[Exercise brief] Rewrite the material from the line with "Please spot the rock" through the end, replacing each "Target" with "Object" and keeping everything else the same.

+ + + + +

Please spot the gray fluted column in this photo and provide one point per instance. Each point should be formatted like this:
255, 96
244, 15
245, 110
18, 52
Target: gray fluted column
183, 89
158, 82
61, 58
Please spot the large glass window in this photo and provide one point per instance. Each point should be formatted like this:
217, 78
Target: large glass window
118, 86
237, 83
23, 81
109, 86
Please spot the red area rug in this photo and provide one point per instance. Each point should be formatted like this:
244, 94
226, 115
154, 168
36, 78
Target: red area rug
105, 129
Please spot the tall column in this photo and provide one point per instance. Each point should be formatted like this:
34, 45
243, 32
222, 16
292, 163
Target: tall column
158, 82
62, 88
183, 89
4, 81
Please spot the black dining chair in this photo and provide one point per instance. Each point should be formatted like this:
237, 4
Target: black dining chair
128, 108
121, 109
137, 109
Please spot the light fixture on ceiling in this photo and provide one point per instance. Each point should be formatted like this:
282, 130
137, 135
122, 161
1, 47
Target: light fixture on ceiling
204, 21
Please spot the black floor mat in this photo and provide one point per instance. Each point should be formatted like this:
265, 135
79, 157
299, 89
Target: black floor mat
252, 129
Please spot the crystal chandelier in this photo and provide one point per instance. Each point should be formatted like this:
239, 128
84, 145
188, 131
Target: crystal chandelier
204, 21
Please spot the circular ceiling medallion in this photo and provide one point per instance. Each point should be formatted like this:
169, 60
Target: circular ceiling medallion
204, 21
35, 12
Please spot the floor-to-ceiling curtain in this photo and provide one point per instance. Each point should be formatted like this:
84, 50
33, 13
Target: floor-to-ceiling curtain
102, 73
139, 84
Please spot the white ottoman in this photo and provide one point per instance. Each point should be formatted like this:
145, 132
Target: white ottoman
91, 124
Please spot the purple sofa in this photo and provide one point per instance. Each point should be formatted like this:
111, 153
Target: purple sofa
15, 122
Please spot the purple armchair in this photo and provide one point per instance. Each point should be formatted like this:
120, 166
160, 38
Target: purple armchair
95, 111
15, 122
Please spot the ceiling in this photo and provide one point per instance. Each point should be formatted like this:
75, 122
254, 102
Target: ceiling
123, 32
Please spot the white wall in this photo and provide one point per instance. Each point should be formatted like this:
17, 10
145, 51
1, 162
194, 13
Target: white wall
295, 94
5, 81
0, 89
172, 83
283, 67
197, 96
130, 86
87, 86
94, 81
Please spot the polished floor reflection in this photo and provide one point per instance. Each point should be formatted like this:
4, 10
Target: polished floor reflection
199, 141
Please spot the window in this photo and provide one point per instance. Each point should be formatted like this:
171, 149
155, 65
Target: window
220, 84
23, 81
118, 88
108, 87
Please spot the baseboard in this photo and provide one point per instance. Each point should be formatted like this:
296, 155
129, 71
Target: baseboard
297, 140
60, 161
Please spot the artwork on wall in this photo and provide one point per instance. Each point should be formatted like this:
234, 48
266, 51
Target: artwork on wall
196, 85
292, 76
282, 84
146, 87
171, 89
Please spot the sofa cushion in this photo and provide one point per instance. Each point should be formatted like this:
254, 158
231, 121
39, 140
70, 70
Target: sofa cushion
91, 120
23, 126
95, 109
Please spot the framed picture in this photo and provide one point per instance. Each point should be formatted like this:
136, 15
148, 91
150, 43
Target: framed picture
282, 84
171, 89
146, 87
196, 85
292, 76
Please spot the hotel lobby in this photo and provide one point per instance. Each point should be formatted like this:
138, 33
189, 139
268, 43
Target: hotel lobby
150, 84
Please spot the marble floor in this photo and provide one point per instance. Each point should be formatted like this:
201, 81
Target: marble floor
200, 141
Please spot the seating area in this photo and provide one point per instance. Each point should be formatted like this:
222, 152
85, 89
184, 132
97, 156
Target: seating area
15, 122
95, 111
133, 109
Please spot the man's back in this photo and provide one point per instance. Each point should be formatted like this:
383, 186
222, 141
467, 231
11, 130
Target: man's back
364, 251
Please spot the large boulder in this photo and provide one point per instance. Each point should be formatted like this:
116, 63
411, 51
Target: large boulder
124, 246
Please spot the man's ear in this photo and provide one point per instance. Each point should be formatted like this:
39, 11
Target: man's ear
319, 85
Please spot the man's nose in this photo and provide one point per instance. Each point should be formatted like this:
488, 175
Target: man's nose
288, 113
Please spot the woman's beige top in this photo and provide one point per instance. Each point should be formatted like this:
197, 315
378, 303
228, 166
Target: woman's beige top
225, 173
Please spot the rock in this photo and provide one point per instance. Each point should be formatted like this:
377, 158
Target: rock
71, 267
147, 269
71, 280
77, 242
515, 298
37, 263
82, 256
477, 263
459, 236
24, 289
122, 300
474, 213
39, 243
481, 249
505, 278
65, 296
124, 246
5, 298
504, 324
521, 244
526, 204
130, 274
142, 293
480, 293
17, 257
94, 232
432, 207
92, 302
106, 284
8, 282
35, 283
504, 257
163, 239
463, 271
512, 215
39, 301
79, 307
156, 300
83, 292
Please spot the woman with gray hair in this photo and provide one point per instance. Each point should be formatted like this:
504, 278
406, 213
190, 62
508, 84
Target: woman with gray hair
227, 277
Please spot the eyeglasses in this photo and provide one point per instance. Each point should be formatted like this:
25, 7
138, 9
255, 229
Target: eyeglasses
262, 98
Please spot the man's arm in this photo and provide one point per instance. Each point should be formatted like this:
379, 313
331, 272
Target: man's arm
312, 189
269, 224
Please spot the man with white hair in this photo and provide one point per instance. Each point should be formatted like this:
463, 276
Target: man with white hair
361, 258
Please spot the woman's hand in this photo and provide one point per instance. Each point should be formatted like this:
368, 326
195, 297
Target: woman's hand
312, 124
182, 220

+ + + + +

[Completed task]
Please spot the rock in this photo and provide one point per instance. Each point should be formatted like this:
377, 158
Object: rock
71, 267
147, 269
71, 280
77, 242
515, 298
37, 263
82, 256
477, 263
459, 236
24, 289
122, 300
474, 213
39, 243
481, 249
505, 278
65, 296
124, 246
5, 298
504, 324
521, 244
526, 204
130, 274
142, 293
480, 293
17, 257
94, 232
432, 207
92, 302
106, 284
8, 282
35, 283
504, 257
163, 239
463, 271
512, 215
39, 301
79, 307
156, 300
83, 292
Please spot the woman with gray hair in this photo and provide one point per instance. Each point should be formatted like this:
504, 278
406, 213
190, 62
508, 84
Object: woman with gray hair
227, 277
Please spot the eyeglasses in this photo and provide one point per instance. Each point should be formatted like this:
25, 7
138, 9
255, 229
Object: eyeglasses
262, 98
Please spot the man's arm in this photo and provide one point per instance. Each point should be formatted like this:
379, 313
331, 272
Object: man's arm
312, 189
269, 224
Please spot the man with white hair in this photo and provide one point per instance. Each point should be formatted like this:
463, 276
Object: man with white hair
361, 258
Please spot the woman's hand in this photo and provide one point per instance. Each point should be formatted like this:
368, 326
195, 297
Object: woman's hand
312, 124
182, 220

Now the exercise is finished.